# SHORT TASK:
Write out each of the rows below word for word, leaving out the pictures.

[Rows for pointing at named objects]
((

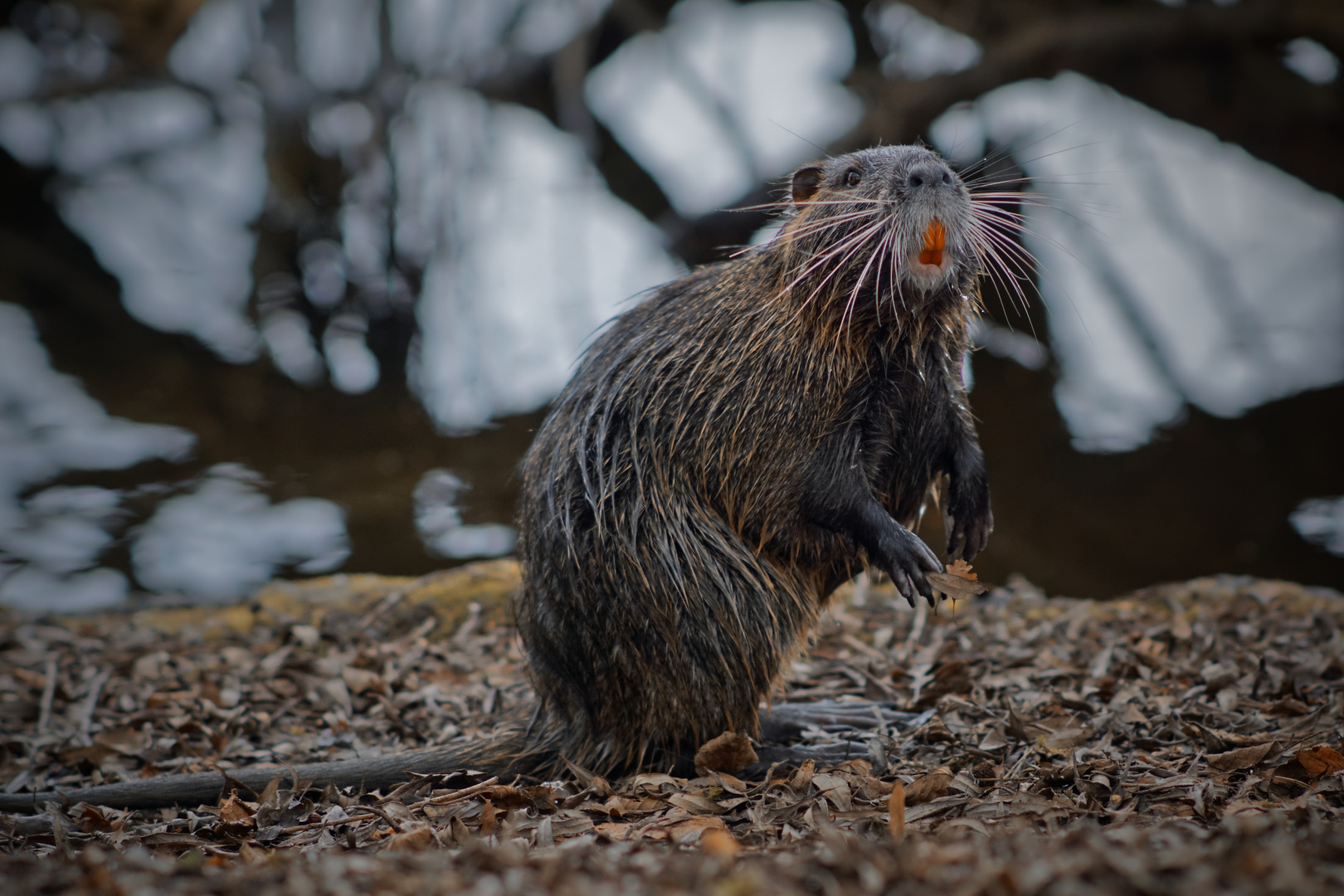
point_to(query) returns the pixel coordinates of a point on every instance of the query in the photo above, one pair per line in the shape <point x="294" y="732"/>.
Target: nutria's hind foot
<point x="785" y="722"/>
<point x="855" y="722"/>
<point x="903" y="557"/>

))

# RESPONSE BELOW:
point_to(query) returns the pixel coordinates of a point on every instance of the query in the photo above, one pair per line in the shape <point x="294" y="732"/>.
Target: nutria's hind foot
<point x="785" y="722"/>
<point x="855" y="722"/>
<point x="903" y="557"/>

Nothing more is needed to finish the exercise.